### TO DO
Repeat exactly the lines of the listing from the line containing "the white smoke" through its last line, and nothing beyond them.

### MATERIAL SUPPLIED
========================================================================
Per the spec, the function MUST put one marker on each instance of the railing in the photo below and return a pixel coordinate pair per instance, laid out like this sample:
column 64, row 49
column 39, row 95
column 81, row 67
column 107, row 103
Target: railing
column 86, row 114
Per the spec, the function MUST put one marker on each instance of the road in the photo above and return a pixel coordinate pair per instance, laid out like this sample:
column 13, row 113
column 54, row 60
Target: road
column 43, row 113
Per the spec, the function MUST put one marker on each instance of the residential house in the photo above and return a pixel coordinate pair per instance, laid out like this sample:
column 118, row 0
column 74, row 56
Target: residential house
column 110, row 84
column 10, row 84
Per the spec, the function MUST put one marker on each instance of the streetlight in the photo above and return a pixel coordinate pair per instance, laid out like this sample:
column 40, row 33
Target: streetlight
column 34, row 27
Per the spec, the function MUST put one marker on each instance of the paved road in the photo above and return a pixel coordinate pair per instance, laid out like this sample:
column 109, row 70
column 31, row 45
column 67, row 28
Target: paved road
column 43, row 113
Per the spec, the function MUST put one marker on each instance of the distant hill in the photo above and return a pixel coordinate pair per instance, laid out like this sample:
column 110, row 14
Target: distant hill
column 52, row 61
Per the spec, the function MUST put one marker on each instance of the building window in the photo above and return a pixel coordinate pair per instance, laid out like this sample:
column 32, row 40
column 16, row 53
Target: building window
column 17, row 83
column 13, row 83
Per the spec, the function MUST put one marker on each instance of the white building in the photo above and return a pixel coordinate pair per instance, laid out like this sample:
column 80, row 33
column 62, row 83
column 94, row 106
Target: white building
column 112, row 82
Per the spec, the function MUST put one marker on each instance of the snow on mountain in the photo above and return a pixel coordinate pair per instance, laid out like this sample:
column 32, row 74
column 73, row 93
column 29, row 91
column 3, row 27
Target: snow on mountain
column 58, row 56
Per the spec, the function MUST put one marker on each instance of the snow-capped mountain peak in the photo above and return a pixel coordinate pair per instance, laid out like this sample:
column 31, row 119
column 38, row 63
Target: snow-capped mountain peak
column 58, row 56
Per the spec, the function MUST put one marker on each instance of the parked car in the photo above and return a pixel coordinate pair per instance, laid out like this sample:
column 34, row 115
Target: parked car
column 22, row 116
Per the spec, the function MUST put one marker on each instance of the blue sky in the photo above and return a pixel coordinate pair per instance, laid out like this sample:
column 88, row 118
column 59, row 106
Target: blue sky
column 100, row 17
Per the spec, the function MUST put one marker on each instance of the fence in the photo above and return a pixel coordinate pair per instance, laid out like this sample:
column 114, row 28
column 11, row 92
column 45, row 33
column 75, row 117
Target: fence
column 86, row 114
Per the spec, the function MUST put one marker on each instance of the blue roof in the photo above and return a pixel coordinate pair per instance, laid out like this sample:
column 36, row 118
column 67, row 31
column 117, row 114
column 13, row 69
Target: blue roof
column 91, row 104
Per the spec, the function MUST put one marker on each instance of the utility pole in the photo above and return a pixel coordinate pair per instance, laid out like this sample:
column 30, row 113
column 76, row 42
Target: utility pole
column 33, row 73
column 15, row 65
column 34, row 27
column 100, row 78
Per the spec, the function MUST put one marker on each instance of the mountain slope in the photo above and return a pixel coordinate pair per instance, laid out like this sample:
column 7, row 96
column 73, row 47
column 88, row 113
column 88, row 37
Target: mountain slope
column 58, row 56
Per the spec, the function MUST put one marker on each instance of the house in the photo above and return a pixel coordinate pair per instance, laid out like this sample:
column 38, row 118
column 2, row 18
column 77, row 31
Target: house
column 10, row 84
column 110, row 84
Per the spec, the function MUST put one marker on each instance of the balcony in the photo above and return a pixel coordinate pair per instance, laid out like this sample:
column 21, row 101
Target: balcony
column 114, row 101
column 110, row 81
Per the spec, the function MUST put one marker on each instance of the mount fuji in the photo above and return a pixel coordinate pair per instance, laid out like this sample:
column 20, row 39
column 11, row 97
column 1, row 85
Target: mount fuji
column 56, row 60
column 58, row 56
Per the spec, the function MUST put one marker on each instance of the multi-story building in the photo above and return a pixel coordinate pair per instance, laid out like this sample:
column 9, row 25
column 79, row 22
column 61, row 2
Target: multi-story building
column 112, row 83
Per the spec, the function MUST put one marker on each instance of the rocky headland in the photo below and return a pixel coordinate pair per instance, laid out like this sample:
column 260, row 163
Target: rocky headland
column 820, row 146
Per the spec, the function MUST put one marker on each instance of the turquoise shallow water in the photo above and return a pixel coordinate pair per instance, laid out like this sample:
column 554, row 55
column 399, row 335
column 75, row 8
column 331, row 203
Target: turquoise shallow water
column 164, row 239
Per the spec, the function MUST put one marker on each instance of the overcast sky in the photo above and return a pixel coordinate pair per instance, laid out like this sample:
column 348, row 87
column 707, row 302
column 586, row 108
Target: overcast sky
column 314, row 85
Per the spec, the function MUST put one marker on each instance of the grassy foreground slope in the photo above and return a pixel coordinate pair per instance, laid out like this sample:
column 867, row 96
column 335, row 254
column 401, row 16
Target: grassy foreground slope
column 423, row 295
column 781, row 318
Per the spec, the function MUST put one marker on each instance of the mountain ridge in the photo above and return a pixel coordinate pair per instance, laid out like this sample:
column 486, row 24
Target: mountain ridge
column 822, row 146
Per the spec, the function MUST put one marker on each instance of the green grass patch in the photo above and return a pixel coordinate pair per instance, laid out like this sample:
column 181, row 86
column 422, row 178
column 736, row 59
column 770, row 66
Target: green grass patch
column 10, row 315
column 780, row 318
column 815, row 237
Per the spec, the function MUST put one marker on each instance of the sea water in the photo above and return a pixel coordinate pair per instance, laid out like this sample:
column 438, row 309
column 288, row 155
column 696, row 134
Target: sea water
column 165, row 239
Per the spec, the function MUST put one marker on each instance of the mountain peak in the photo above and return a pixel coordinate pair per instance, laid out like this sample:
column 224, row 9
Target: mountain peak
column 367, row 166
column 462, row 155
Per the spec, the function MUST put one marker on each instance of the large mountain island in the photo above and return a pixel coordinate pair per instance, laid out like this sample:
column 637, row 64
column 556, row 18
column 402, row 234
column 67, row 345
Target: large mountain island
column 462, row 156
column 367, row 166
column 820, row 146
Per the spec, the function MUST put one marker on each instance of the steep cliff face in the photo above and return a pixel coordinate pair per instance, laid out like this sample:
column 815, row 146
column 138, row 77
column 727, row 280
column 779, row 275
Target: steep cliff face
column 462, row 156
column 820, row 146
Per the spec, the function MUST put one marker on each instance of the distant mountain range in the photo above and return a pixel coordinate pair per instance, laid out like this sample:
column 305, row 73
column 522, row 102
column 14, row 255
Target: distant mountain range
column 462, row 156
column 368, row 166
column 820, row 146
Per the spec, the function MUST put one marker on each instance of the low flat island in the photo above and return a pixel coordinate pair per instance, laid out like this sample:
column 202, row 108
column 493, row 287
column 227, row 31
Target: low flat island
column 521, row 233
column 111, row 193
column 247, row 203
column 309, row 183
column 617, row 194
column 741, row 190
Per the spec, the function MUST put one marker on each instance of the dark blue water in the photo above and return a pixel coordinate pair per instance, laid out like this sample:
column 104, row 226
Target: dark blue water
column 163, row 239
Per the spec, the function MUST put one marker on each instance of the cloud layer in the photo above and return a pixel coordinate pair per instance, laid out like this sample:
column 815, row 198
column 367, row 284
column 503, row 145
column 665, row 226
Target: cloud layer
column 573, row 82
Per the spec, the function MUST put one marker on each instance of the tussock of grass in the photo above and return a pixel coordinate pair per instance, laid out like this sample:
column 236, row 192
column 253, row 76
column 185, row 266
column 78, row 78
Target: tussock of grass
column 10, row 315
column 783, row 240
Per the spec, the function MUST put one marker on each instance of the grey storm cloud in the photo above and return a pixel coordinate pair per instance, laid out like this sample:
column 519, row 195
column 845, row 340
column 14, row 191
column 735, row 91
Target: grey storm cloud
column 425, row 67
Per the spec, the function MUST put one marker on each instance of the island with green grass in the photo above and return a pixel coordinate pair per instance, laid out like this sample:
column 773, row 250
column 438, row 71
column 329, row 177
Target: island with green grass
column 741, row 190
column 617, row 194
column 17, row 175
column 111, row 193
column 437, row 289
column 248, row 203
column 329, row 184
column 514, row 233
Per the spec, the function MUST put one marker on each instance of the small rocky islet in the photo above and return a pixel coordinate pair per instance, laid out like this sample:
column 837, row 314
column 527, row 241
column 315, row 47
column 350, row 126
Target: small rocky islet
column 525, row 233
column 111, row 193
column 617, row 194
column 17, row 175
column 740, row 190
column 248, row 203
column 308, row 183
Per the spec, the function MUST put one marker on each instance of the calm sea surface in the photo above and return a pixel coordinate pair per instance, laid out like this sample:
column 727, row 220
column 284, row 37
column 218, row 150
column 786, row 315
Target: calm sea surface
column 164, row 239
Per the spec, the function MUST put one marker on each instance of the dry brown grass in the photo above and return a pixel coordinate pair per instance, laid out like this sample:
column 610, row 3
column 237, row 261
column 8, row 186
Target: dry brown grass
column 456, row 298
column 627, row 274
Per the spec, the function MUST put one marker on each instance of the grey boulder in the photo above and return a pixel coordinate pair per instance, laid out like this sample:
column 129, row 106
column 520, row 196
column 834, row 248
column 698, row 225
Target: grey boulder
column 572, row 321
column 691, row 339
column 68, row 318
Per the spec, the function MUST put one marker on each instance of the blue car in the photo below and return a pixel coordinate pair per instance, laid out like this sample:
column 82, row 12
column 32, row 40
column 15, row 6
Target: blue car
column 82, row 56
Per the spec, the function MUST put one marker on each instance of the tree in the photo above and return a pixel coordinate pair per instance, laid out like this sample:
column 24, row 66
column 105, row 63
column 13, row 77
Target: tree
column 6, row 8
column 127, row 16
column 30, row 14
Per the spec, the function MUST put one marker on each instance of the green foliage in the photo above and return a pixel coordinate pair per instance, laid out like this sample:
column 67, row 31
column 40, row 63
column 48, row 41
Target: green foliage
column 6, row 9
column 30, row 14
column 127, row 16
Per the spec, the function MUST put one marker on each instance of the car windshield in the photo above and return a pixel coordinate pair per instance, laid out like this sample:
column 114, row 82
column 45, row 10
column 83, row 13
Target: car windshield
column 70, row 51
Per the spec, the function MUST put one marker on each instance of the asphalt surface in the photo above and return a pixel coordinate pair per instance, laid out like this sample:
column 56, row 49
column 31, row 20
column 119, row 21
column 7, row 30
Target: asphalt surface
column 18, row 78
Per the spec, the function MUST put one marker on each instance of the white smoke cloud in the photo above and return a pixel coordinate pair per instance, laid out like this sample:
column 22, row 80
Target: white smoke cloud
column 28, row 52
========================================================================
### OUTPUT FOR THIS TASK
Per the spec, the function MUST put one marker on each instance of the white smoke cloud in the photo above and return a pixel coordinate pair per instance, laid out like this sample:
column 22, row 80
Target: white smoke cloud
column 28, row 52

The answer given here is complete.